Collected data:
____________________

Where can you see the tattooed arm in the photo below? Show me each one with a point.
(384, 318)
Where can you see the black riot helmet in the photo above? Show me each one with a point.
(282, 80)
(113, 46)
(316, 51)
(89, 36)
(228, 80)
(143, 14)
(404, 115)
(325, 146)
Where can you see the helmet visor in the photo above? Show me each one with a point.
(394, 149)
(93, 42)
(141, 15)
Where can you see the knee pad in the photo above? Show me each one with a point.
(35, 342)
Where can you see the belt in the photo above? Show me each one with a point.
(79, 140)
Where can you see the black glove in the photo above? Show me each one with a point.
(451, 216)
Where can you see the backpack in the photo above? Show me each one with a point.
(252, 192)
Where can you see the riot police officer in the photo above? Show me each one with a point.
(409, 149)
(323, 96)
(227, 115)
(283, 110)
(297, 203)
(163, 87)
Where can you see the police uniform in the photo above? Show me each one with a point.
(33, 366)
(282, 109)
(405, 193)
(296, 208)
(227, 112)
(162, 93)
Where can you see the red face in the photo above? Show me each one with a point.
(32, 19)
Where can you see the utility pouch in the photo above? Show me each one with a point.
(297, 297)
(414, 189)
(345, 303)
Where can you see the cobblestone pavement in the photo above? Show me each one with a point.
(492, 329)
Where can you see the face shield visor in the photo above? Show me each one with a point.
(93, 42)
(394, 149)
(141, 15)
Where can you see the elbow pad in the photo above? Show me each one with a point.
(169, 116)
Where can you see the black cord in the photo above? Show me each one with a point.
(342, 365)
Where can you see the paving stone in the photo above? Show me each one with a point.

____________________

### [Your goal]
Copy the listing above line for line, with every word and mark kept identical.

### [Result of this task]
Where can you see the tattooed arm in the photo below? Show me each one with a point.
(384, 318)
Where can you see the black riot helmet in the photo above? Show me each one with a point.
(282, 80)
(113, 46)
(316, 51)
(89, 36)
(228, 80)
(143, 14)
(404, 115)
(325, 146)
Where can you see the helmet visor in the photo above? Show me each one with a point.
(394, 149)
(93, 42)
(141, 15)
Where can you see the knee pad in the photo above? Show me each one with a point.
(35, 342)
Where can you see the belt in the photo above? Show me each one with a point.
(79, 140)
Where can you see the black glove in the photo above? Show me each one with a point.
(451, 216)
Where can you see the backpack in the photo above? Show me each one with a point.
(252, 192)
Where can you see the riot police officer in the photo above? Show me each one with a point.
(409, 149)
(323, 96)
(227, 115)
(283, 110)
(297, 203)
(163, 87)
Where can you see the police uniform in the photo above? Show me each one with a point.
(33, 366)
(282, 109)
(405, 193)
(296, 208)
(227, 112)
(162, 93)
Where can you see the red face in the photo above? Show me each one with a point.
(32, 19)
Where can you see the utility pouch in the photo above? Show me each one with a point.
(297, 297)
(414, 189)
(345, 303)
Where can you see the cobblestone pavement in the photo above? Show me each one with a point.
(492, 329)
Where can you see the face shield visor in the photo above? Show me each one with a point.
(93, 42)
(394, 149)
(141, 15)
Where can you see the elbow pad in the photo above? Show me each one with a point.
(169, 116)
Where can you see the black cord in the photo above? Show me each one with a point.
(342, 365)
Where can you see the paving stone in the photo above? Show me each one with a point.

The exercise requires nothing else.